## ARBEITSAUFTRAG
Beantworten Sie anhand des folgenden Seitenauszugs diese Fragen:
1. Welche Nationalität hat der genannte EU-Ratspräsident?
2. Wie viele EU-Staaten gibt es laut dem Seitenauszug?
3. Was schreibt die »Erklärung Nr. 30« vor, und für welchen Fall gilt das?

## SEITENAUSZUG
______

EU-Ratspräsident, der Luxemburger Jean-Clude Juncker, ist ratlos.
Was passiert eigentlich, wenn weniger als 20 der 25 EU-Staaten die Verfassung ratifizieren? Dieser Fall ist nicht einmal in der viel zitierten »Erklärung Nr. 30« vorgesehen, der einen Sondergipfel vorschreibt, falls zwar mehr als 20 Länder ratifiziert haben, nicht aber alle.

______

## ANGEZEIGTE INFORMATIONEN
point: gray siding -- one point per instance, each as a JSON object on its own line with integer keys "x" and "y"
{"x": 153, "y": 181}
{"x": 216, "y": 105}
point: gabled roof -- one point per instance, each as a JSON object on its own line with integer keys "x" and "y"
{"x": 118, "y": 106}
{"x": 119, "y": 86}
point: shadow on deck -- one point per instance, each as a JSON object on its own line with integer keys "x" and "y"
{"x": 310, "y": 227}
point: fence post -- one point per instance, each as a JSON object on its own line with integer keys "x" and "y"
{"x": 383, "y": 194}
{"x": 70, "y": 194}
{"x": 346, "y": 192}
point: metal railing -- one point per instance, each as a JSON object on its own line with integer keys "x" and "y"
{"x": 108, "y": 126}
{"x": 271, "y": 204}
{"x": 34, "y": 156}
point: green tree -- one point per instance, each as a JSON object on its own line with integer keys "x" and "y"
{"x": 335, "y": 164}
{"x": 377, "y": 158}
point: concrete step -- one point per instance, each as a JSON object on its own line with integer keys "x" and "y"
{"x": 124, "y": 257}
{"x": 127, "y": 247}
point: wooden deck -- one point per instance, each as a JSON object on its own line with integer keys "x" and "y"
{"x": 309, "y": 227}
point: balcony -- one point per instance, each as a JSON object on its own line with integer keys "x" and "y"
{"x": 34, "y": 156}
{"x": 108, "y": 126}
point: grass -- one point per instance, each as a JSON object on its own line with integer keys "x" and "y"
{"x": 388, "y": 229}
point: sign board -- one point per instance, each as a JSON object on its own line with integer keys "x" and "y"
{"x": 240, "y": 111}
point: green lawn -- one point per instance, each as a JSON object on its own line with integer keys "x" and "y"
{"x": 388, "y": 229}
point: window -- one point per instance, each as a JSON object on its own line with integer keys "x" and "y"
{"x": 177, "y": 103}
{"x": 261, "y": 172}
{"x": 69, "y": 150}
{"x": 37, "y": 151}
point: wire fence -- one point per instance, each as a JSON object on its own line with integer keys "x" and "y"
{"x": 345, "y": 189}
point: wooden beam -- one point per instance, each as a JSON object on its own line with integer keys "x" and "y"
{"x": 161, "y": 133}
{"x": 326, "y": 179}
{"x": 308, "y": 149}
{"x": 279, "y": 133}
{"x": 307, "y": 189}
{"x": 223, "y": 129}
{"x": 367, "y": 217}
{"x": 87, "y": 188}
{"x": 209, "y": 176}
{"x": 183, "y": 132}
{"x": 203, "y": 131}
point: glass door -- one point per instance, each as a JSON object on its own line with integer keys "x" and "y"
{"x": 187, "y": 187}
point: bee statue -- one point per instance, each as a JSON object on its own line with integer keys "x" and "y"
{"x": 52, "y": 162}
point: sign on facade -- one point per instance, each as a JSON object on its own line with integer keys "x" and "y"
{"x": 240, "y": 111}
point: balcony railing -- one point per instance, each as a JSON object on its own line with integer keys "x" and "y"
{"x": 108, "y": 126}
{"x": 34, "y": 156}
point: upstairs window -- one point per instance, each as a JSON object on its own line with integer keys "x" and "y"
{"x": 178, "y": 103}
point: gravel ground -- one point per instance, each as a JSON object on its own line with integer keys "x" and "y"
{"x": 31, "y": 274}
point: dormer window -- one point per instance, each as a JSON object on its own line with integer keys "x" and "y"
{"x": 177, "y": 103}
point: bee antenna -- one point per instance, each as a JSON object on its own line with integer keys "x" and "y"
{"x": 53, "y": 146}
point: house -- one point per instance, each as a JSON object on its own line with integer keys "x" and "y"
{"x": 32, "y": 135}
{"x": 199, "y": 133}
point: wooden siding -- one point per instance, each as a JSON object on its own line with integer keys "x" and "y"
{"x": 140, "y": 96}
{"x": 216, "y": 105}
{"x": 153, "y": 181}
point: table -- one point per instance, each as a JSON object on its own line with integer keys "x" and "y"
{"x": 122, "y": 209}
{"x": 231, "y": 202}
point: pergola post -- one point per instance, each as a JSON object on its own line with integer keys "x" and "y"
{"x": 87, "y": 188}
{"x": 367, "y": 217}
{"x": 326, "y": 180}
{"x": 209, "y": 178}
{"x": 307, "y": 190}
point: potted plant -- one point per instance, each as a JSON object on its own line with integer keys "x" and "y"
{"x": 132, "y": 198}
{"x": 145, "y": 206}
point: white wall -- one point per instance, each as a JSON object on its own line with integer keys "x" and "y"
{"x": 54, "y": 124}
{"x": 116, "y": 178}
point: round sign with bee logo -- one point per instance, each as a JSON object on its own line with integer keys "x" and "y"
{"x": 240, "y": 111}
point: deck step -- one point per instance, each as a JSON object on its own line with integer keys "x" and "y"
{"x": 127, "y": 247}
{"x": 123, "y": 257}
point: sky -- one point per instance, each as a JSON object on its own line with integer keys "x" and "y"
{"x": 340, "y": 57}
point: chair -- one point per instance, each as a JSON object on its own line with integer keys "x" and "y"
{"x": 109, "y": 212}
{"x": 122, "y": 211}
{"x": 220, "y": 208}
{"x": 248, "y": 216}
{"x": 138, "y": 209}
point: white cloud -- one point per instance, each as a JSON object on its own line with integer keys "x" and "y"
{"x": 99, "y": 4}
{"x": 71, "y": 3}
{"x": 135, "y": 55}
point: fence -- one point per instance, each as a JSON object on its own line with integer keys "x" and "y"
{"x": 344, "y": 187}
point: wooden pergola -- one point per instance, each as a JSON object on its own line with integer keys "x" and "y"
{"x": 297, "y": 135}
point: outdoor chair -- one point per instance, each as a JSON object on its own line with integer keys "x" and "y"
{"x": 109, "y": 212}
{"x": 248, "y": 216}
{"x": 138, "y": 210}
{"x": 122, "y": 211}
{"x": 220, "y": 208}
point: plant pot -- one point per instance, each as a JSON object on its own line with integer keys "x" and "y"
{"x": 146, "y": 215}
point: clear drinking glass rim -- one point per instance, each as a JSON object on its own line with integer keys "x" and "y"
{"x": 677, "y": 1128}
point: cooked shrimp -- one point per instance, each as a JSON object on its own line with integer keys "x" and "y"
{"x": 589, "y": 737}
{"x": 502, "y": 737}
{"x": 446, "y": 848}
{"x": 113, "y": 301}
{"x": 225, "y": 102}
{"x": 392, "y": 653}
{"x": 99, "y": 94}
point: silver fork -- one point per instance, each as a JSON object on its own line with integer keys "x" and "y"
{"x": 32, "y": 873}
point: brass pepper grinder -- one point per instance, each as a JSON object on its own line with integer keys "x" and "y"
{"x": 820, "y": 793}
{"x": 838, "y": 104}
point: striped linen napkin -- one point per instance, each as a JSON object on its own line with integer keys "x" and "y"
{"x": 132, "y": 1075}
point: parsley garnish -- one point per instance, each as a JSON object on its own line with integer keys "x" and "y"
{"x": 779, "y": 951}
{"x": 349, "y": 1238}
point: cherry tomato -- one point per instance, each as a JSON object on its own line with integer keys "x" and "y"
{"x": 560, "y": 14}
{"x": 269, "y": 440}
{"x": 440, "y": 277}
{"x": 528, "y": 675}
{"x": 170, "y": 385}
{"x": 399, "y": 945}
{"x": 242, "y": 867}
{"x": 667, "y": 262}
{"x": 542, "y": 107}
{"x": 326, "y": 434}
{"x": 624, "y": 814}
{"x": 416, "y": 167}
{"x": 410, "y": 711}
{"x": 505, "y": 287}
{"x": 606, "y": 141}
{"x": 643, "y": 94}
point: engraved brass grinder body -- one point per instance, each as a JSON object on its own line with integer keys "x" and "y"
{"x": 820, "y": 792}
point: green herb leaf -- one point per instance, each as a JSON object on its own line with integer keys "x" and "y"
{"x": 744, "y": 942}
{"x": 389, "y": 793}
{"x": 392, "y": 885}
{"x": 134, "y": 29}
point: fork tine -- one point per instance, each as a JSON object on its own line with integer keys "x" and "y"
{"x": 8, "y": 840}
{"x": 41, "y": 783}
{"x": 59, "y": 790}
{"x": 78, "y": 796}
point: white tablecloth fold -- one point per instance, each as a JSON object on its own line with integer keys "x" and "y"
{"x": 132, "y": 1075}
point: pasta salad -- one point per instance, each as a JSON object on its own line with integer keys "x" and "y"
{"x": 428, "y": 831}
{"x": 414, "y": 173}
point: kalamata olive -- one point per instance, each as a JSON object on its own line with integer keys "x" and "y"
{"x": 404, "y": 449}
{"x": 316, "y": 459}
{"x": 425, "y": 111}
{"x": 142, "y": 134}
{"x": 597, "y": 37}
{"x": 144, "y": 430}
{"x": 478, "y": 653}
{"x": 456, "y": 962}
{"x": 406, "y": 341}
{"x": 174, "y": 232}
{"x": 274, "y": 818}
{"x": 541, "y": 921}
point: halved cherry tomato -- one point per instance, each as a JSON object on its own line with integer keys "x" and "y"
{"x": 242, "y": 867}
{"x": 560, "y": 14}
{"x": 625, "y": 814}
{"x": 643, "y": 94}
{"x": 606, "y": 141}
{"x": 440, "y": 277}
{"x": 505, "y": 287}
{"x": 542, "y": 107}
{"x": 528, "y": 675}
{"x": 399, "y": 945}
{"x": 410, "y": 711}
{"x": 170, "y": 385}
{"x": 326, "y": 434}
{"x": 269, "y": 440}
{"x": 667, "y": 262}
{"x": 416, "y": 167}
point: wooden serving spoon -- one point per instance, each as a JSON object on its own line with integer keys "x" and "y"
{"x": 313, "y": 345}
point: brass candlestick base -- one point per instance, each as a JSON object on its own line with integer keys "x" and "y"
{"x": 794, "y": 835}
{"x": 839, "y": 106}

______

## ANTWORT ZUR AUFGABE
1. Der EU-Ratspräsident ist Luxemburger.
2. Es gibt 25 EU-Staaten.
3. Die »Erklärung Nr. 30« schreibt einen Sondergipfel vor, falls zwar mehr als 20 Länder die Verfassung ratifiziert haben, aber nicht alle.